* _Extract provided_
A deity should be revered in totality and not in parts. You cannot milch her commercially and abandon her ... for the sake of reverence.

The cow protection laws disturbed this apple cart. The result was abandoned cows destroying standing crops and livelihoods, the activation of half-built gaushalas dishing out a life term of hell to cows, the rise of cow vigilantism by extra-state actors, and Javed receiving sermons but no bail. On the contrary, rearing buffaloes or goats faced no such disruption. The Indian cow might now wonder about her miserable life post these protection laws compared to the life of her siblings of a different variety.

For the cow protectors, the cow as a commercial asset is selectively ignored or not understood and the cow as a deity is revered as a symbol of an imagined past. They sing the virtues of her respiratory system and the divine powers of products made from her milk. They transform the cow into a goddess who magically dispenses milk and prosperity.

Differently put, cow protection laws, in their pursuit to protect cow-the-deity have infringed upon cow-the-commercial-asset. Herein lies the root cause of milord’s anguish. In the post-cow-protection-law era, the economy around the cow as a commercial asset is either crumbling or creating escape routes. Cows are now abandoned or smuggled out of the country instead of being legitimately sold for slaughter and exports. They run amok on standing crops, hang around garbage dumps far more than before, and suffer prolonged misery in gaushalas.

The urge of the law was perhaps to protect cow-the-deity. Ideally, this deity is an integral part of the family and produces milk for her calf and the members of her human family. This deity should live in the comforts of a home. She and her entire family (the bull and male calves included) should be tended to at par with the human family.

[C]ow-the-deity would enjoy this absolute reverence; whereas cow-the-commercial asset would be spared from abandonment and illegal smuggling and her stakeholders of sleepless nights guarding crops, lynching and sermons without bail.

A deity should be revered in totality and not in parts. You cannot milch her commercially for the part that you like (milk) and abandon her for the part that you dispel (leather and meat) for the sake of reverence. The urge to accord her a fundamental right of protection needs to be premised on an absolute act of reverence and should leave no scope for cherry-picking.

If the cow is to be reared as such a deity, her milk should not be allowed to be sold for a commercial value. Her milk and milk products should be made available in temples for yagyas and prasadam at best. It should be mandatory for priests across India to use ghee made only from her milk. She should not be subjected to artificial insemination and no industrial practice of cow rearing should touch her.

The law should set up guidelines to this end. A technology-enabled system of certification and tracking can ensure that any deviation from this desired existence will attract the full might of the cow protection law. For instance, if cow-the-deity is found wandering on the streets or hanging around the garbage dump or her owner is found guilty of selling her milk for money he should be arrested and held without bail.

* _Supplied material_
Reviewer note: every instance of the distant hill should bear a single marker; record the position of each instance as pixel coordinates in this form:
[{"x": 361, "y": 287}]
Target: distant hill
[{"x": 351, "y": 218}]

* _Short task 1_
What does the essay on cow protection laws say it should be mandatory for priests across India to use?
* _Short task 2_
Carry on the essay on cow protection laws, starting after its final sentence.
The data that comes after the essay on cow protection laws is separate material.

* _Task response 1_
Ghee made only from the milk of cow-the-deity.

* _Task response 2_
On the other hand, if the cow is reared as a commercial asset, the law should equate her with a buffalo or a goat. The owner should declare as part of the monitoring system his will to rear cow as such an asset: only then should he be allowed to sell her milk for commercial considerations. She should proceed to a slaughterhouse post her productive life feeding into the leather and the meat industries.

In bifurcating the cow protection laws, cow-the-deity would enjoy this absolute reverence; whereas cow-the-commercial asset would be spared from abandonment and illegal smuggling and her stakeholders of sleepless nights guarding crops, lynching and sermons without bail.

Though the many communities who are custodians of native cow species and depend on them for livelihood would probably perish, that is a small price to pay for a doctrine seeking an imagined past to play in full glory.

If milord’s desire to protect the cow is absolute and seeks no scope to absorb the cow’s duality of existence, then the law should take the leaf from the Islamic world’s approach that shuns commerce in pigs in totality. For the diametrically opposite reason of reverence here, a complete ban on the existence of cow-the-commercial-asset will extinguish her from the mainstream as a source of livelihood and cow’s ghee will only be available in temples as prasad. Amul could ask farmers to switch to buffalo or goat rearing and use its cash reserves to fund the “temporary” disruption. The country’s political economy drawing lessons from managing other disruptions in the recent past with ease can absorb this one as well.

Though the many communities who are custodians of native cow species and depend on them for livelihood would probably perish, that is a small price to pay for a doctrine seeking an imagined past to play in full glory.

The amendment in cow protection laws to either enable the duality of cow’s existence in India or to ban the commercial sales of cow’s milk are one of the two ways to put milord’s anguish to rest. He can then start by reminding the cow protectors that they can’t have both the lassi and the malaai, and asking them to choose one of the two.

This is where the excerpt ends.